• Record set

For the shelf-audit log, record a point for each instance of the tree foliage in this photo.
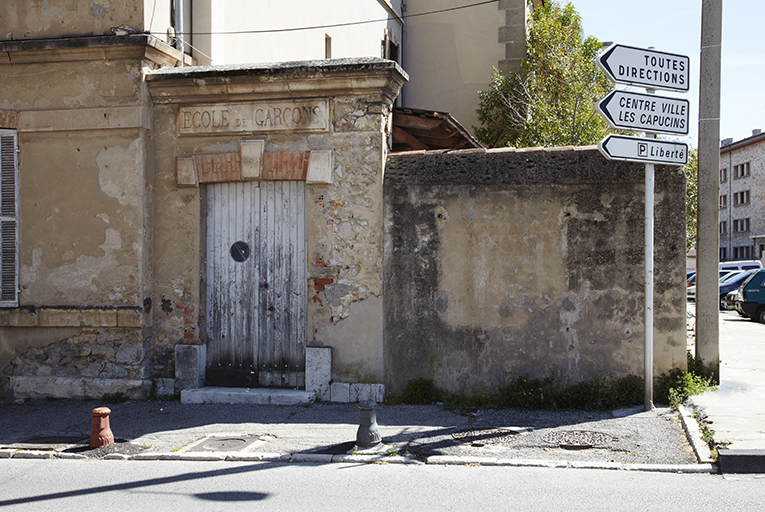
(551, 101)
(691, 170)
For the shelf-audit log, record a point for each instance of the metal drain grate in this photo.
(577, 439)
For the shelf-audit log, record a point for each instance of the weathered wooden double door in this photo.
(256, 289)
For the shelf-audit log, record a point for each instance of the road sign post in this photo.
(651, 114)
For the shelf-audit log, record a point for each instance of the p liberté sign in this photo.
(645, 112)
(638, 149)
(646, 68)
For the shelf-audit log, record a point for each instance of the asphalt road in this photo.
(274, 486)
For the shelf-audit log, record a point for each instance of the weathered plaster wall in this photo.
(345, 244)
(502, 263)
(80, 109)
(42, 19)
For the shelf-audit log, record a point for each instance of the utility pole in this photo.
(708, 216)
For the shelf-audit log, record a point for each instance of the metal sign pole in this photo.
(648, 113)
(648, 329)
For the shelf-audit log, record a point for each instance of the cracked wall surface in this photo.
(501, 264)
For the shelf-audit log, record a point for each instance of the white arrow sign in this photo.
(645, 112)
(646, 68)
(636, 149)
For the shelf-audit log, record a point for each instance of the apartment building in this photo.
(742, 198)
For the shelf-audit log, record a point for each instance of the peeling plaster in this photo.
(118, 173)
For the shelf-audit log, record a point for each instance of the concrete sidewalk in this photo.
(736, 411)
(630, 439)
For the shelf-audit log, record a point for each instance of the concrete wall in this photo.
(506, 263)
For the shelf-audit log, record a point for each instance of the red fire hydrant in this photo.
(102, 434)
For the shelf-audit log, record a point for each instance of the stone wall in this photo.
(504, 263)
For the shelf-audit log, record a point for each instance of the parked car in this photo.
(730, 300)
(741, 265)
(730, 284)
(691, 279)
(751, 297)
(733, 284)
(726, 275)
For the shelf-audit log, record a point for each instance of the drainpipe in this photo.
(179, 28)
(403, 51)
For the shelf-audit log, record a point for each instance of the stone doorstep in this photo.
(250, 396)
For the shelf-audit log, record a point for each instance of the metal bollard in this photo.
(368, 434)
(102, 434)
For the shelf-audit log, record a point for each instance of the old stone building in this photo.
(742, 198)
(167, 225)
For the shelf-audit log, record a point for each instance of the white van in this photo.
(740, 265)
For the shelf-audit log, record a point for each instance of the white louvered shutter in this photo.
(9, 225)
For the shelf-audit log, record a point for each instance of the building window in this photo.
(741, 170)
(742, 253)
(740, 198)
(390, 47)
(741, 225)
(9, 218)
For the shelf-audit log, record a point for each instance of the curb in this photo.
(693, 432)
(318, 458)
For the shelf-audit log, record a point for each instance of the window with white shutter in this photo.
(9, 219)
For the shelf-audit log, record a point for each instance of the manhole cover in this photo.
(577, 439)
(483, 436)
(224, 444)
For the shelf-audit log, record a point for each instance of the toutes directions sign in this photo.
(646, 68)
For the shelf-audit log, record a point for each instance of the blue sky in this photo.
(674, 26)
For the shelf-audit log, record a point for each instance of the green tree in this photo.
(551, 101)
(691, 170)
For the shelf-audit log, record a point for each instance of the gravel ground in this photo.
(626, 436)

• What to do
Your copy should hold each line above exactly and no pictures at all.

• Task solution
For the shelf-audit log, record a point for each instance of the tree foliage in this photo.
(551, 101)
(691, 170)
For the shelf-audit log, record a point for each instance of the metal drain grate in this photo.
(577, 439)
For the shelf-audit log, record a point for each instance of the weathered wooden double door in this photo.
(256, 289)
For the shelf-audit log, record a point for each instance of the road sign post in this photo.
(651, 114)
For the shelf-audit log, record a point for each instance of the p liberté sign in this photo.
(645, 112)
(638, 149)
(646, 68)
For the shelf-audit log, record a point for each instance of the asphalt road in this photo.
(274, 486)
For the shelf-audit log, record a point for each instance of the weathered plaster wall in this photo.
(345, 244)
(502, 263)
(80, 109)
(42, 19)
For the shelf-audit log, record a point for each instance of the utility pole in this photo.
(708, 216)
For the shelf-audit log, record a point for each instance of the metal sign pole in this photo.
(648, 113)
(648, 329)
For the shelf-audit log, record a point for each instance of the cracked wall surface in this photo.
(501, 264)
For the shelf-audit log, record a point for each instance of the white arrow sign in this photo.
(645, 112)
(646, 68)
(636, 149)
For the shelf-audit log, record a point for each instance of the apartment building in this photo.
(742, 198)
For the shelf-audit log, record a point for each instance of the peeling plaster in this photo.
(118, 173)
For the shelf-audit log, record a point for each instance of the concrete sidewalk in this photo.
(736, 411)
(630, 439)
For the shelf-audit log, record a point for each instance of the concrete wall in this photo.
(506, 263)
For the shelf-audit log, record a point for each instance of the red fire hydrant in this photo.
(102, 434)
For the shelf-audit log, record a point for each instance of the stone wall in this photo.
(504, 263)
For the shelf-audit log, record a point for each instance of the parked car in this photo.
(730, 300)
(741, 265)
(730, 284)
(691, 279)
(751, 297)
(733, 284)
(726, 275)
For the shelf-audit log, record a point for each instance of the drainpipe in this photo.
(179, 28)
(403, 51)
For the shelf-audit log, record a point for each instance of the stone doorstep in this photo.
(250, 396)
For the shelf-audit log, record a point for each instance of the metal bollard in this photo.
(368, 434)
(102, 434)
For the shelf-audit log, record a point for each instance of the old stone building in this photo.
(742, 198)
(167, 225)
For the shelf-audit log, record a point for each instance of the white van in this photo.
(740, 265)
For the shelf-audit log, record a point for each instance of the white louvered shutter in this photo.
(9, 225)
For the shelf-audit log, record a point for each instance of the building window in this photo.
(741, 170)
(742, 253)
(740, 198)
(390, 47)
(741, 225)
(9, 218)
For the shelf-audit log, record a point for each instance of the curb in this photo.
(693, 432)
(318, 458)
For the shelf-audit log, record a point for each instance of the window with white shutter in this photo.
(9, 219)
For the shelf-audit log, record a point for each instance of the manhole cover in this photo.
(577, 439)
(483, 436)
(224, 444)
For the shelf-audit log, record a point for each instance of the toutes directions sign in this photo.
(646, 68)
For the shelf-audit log, record a point for each instance of the blue sky in this photo.
(674, 26)
For the shelf-audit log, record a point for each instance of the green tree in this photo.
(551, 101)
(691, 170)
For the shelf-audit log, record a point for each instance of the gravel ground in this photo.
(626, 436)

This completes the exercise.